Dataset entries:
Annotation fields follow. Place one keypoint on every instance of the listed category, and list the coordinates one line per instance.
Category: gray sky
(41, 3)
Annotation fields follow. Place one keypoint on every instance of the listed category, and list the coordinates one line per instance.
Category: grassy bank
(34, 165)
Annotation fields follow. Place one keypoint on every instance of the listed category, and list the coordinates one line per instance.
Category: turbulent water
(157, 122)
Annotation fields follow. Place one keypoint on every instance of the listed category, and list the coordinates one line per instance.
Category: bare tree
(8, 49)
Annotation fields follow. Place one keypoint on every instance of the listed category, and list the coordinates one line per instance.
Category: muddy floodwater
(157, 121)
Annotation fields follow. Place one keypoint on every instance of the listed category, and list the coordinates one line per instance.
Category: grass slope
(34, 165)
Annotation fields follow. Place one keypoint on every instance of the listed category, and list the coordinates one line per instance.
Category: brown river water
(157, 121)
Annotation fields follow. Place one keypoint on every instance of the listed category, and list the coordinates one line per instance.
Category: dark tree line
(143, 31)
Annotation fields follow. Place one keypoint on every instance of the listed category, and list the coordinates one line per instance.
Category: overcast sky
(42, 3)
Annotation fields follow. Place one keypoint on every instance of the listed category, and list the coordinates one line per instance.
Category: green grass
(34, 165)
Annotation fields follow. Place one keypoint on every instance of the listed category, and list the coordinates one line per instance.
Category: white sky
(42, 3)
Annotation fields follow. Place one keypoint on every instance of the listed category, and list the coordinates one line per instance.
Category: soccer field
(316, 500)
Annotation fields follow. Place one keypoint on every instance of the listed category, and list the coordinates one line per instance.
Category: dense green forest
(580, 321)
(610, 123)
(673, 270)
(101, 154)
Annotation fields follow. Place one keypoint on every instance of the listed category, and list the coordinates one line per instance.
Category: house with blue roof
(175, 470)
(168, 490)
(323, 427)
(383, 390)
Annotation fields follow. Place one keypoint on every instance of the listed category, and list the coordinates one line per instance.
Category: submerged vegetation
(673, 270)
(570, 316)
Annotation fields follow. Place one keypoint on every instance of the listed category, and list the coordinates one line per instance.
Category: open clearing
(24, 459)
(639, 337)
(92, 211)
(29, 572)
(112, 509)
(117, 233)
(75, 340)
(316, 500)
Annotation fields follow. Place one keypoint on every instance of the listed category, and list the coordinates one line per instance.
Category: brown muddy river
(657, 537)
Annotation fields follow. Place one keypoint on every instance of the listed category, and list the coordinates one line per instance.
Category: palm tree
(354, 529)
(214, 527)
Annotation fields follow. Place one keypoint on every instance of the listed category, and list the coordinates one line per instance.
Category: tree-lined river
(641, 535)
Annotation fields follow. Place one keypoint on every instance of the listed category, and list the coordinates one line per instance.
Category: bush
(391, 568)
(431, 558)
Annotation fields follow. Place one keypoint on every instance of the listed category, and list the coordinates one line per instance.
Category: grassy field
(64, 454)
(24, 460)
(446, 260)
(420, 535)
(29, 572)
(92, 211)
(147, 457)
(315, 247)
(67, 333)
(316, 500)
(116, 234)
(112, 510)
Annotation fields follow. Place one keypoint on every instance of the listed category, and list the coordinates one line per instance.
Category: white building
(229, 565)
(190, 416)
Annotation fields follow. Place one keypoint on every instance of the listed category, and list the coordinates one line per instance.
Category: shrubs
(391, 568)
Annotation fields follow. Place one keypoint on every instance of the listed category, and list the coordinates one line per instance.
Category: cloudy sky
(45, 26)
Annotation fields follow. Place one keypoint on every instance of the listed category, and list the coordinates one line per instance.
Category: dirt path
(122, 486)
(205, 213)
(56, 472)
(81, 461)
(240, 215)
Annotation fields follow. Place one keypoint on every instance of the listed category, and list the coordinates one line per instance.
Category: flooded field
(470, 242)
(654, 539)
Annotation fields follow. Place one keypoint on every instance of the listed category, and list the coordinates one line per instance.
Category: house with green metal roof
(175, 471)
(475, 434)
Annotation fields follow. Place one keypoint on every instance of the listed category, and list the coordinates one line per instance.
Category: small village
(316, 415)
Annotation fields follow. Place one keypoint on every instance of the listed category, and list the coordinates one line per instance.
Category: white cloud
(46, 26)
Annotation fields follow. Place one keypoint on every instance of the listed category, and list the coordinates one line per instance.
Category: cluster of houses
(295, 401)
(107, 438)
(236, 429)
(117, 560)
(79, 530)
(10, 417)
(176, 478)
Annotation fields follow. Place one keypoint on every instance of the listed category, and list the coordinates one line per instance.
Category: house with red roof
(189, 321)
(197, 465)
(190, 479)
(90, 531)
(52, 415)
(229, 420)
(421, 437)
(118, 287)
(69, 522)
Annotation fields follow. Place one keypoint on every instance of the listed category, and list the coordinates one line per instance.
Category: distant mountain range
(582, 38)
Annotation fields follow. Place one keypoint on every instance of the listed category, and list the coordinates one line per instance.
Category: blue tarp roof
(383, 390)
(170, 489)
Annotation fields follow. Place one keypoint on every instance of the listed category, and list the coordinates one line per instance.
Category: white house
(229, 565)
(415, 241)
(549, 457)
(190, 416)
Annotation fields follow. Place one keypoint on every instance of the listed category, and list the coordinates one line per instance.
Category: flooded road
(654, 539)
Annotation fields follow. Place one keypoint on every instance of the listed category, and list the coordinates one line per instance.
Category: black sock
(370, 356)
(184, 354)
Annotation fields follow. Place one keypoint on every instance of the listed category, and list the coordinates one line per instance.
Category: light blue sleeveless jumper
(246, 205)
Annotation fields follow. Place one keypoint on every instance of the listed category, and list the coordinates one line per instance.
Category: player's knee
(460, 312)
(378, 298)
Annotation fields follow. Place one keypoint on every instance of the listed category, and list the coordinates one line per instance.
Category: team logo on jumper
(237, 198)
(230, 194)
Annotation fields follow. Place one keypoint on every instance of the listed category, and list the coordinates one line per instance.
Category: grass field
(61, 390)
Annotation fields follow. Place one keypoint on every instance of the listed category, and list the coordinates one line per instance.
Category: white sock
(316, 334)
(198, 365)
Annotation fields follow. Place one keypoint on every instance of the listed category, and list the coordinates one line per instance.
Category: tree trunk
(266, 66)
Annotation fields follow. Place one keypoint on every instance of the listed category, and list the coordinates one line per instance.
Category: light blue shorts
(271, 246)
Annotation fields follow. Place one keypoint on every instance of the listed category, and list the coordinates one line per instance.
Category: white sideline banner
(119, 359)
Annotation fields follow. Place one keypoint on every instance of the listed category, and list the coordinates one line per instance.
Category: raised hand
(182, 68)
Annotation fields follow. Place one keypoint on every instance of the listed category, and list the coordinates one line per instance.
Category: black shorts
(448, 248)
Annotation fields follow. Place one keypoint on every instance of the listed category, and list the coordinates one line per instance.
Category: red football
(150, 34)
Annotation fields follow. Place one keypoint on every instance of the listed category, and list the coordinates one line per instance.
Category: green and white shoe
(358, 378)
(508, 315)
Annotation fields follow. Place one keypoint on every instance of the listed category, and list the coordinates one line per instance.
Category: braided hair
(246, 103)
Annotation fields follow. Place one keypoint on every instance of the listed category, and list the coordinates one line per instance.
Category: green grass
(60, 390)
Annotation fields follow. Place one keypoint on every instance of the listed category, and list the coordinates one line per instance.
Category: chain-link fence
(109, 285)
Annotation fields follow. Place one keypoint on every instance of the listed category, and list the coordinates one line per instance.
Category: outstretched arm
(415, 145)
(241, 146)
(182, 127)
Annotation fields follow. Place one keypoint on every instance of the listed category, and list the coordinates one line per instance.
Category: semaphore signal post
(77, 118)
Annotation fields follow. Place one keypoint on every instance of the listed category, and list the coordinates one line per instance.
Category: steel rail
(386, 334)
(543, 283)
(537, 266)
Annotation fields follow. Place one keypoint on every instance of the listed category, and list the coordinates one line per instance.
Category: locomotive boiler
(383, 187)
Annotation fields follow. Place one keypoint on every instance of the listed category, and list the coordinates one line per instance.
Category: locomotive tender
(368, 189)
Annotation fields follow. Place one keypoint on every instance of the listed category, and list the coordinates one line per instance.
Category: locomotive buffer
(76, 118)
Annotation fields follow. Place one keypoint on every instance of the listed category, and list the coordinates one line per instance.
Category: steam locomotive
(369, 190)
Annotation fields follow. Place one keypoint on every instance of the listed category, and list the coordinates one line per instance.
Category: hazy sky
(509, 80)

Exercise prompt>
Set down exactly what runs from the line with "Category: steam locomotive" to the last line of the data above, including both of those lines and no others.

Answer section>
Category: steam locomotive
(369, 190)
Annotation fields follow. Place one keypoint on every instance of the listed category, and list the coordinates one line per instance.
Category: hazy sky
(509, 80)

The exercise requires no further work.